▸ WORK INSTRUCTIONS
Output exactly, please, the lines of the records below from the one containing "If you would be so good as to mark the distant" through the final line.

:: RECORD SET ::

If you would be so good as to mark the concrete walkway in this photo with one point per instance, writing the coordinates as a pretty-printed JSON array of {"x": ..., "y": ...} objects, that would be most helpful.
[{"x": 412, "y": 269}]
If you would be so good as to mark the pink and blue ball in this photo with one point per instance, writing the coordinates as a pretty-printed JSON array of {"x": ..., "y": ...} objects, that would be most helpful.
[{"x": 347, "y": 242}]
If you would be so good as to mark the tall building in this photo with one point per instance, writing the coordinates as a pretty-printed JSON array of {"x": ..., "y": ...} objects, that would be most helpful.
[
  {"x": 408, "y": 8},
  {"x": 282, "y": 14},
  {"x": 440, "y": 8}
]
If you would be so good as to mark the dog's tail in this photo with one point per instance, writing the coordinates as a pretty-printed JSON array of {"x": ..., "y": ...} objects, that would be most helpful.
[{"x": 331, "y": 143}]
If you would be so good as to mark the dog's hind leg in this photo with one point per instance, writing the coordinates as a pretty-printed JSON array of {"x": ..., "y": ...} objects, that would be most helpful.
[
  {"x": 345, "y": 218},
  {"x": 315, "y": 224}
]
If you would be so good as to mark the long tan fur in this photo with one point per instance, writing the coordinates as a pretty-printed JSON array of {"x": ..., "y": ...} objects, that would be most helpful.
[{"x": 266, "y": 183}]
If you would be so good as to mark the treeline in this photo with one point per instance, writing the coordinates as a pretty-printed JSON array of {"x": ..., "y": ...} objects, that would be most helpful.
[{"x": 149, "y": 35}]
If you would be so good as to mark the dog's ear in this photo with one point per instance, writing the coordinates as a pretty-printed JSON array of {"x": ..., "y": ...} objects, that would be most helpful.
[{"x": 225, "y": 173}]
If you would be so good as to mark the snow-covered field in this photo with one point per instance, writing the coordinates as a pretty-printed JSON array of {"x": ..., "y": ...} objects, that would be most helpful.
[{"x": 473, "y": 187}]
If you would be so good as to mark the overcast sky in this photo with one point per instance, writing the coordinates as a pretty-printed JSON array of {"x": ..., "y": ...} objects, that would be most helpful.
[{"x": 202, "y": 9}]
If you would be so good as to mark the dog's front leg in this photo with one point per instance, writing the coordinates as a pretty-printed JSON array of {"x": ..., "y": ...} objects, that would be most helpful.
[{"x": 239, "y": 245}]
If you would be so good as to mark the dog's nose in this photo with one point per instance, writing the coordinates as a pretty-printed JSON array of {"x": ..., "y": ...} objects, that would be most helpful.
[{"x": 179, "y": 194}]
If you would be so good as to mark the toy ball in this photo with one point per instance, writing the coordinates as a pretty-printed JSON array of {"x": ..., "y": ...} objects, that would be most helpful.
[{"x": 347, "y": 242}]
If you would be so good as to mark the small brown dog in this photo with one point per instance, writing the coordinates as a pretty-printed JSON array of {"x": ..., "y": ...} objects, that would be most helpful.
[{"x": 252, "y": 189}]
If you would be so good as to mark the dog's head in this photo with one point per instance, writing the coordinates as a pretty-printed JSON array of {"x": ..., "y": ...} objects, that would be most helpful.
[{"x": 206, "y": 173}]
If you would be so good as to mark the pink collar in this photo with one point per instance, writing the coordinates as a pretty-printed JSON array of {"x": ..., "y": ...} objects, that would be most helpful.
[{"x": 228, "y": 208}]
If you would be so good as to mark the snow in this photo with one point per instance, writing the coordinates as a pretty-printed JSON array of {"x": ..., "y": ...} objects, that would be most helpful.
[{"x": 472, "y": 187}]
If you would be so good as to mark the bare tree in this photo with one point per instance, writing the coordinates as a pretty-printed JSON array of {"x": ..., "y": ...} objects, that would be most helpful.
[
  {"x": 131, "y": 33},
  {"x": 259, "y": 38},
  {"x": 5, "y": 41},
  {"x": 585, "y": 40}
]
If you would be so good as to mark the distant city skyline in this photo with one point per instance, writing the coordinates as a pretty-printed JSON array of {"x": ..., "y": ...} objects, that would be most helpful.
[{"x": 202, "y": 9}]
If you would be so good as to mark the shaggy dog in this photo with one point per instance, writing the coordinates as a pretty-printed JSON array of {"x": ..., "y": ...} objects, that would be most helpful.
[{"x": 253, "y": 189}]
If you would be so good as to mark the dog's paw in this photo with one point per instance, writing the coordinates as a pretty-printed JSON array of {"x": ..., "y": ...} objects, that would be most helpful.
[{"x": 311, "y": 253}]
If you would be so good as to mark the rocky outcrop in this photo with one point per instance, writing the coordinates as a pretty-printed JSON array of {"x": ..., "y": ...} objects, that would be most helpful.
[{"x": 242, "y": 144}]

:::

▸ PROBLEM SOLUTION
If you would be so good as to mark the distant city skyline in this photo with one point per instance, writing the coordinates as a pretty-printed JSON array of {"x": ..., "y": ...} objects, that would be most helpful.
[{"x": 202, "y": 9}]
If you would be so good as to mark the shaggy dog in this photo with one point per instance, writing the coordinates as a pretty-printed JSON array of {"x": ..., "y": ...} objects, that would be most helpful.
[{"x": 253, "y": 189}]
If you would be so good as to mark the dog's paw in this photo with one point per instance, writing the coordinates as a pretty-printed JSON array of {"x": ..., "y": ...} objects, that would be most helpful.
[{"x": 311, "y": 253}]
If you would be so good as to mark the rocky outcrop in this photo with one point per instance, writing the coordinates as a pretty-printed JSON array of {"x": ..., "y": ...} objects, that would be most helpful.
[{"x": 242, "y": 144}]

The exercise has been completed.